• [How to complete this task]:
What is needed is an exact copy of the data that follows.

[Task input Boundary: Start]

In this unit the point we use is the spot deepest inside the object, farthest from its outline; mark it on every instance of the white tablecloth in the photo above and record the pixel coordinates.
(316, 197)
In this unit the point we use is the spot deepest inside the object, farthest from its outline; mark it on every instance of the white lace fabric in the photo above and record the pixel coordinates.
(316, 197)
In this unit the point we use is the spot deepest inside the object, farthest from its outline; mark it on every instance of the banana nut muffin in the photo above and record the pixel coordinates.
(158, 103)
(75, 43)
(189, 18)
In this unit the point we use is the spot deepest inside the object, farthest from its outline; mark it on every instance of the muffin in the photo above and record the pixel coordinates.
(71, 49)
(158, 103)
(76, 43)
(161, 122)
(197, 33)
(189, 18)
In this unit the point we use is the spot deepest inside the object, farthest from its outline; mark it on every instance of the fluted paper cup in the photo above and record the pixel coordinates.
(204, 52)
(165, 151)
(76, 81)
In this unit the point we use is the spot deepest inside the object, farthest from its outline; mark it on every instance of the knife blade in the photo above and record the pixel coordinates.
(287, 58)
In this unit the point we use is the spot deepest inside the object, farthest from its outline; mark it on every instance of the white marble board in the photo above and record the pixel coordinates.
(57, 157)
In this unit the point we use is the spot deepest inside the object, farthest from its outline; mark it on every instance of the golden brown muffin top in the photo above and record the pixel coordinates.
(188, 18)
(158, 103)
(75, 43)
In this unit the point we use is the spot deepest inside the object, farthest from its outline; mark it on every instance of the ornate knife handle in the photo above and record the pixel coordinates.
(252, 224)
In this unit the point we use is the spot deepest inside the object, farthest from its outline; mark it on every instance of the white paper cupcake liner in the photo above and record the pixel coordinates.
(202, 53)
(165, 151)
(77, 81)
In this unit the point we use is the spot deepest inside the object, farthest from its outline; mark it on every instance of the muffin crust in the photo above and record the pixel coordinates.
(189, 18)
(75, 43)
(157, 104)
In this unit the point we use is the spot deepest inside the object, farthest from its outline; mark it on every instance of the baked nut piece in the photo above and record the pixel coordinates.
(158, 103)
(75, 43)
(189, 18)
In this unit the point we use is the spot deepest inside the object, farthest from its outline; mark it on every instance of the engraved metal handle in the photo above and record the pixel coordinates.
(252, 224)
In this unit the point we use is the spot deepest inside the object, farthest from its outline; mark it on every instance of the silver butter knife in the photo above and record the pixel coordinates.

[Task input Boundary: End]

• [Solved exercise]:
In this unit the point we use is the spot deepest inside the object, farthest from its outline; mark it on every instance of the white tablecloth in the photo above and record the pixel coordinates.
(316, 197)
In this unit the point we use is the spot deepest inside the object, farthest from its outline; mark it on every instance of the white lace fabric in the photo above and record the pixel coordinates.
(316, 197)
In this unit the point we use is the spot deepest inside the object, farthest from its outline; mark it on every instance of the banana nut muffin in the photo above and record the pixel coordinates.
(158, 103)
(75, 43)
(189, 18)
In this unit the point we use is the spot deepest inside the object, farthest from its outline; mark it on every instance of the muffin in the photo above and record the pixel coordinates.
(71, 49)
(158, 103)
(76, 43)
(161, 122)
(197, 33)
(189, 18)
In this unit the point we use is the spot deepest inside the object, farthest from its outline; mark it on every instance of the fluted paper cup in the photo above and record the pixel coordinates.
(204, 52)
(165, 151)
(76, 81)
In this unit the point we use is the spot deepest inside the object, farthest from its outline; mark it on every instance of the knife blade in the photo above and record the pixel coordinates.
(287, 58)
In this unit the point we use is the spot deepest inside the object, farthest from its outline; mark it on every instance of the white marble board in the photo above and record the pixel coordinates.
(57, 157)
In this unit the point we use is the spot deepest inside the object, farthest from its outline; mark it on every instance of the golden brown muffin top in the photo above and record the pixel coordinates.
(188, 18)
(158, 103)
(75, 43)
In this unit the point we use is the spot deepest inside the object, farthest from its outline; mark it on every instance of the ornate knife handle in the photo above and record the pixel coordinates.
(252, 224)
In this unit the point we use is the spot deepest inside the object, farthest from its outline; mark it on every instance of the white paper cupcake liner in the photo above and record the pixel coordinates.
(202, 53)
(165, 151)
(77, 81)
In this unit the point we use is the spot deepest inside the object, farthest from its outline; mark it on every instance of the muffin crust in the photo above and record the pixel coordinates.
(189, 18)
(75, 43)
(157, 104)
In this unit the point we use is the spot deepest inside the object, farthest from its outline; mark it on every instance of the baked nut piece in the photo above and record the pixel coordinates.
(158, 103)
(75, 43)
(189, 18)
In this unit the point we use is the spot deepest inside the object, farthest from its outline; mark it on every instance of the engraved metal handle in the photo above and record the pixel coordinates.
(252, 224)
In this unit the point we use is the spot deepest inside the object, farthest from its outline; mark it on every instance of the silver butter knife in the photo above and record the pixel coordinates.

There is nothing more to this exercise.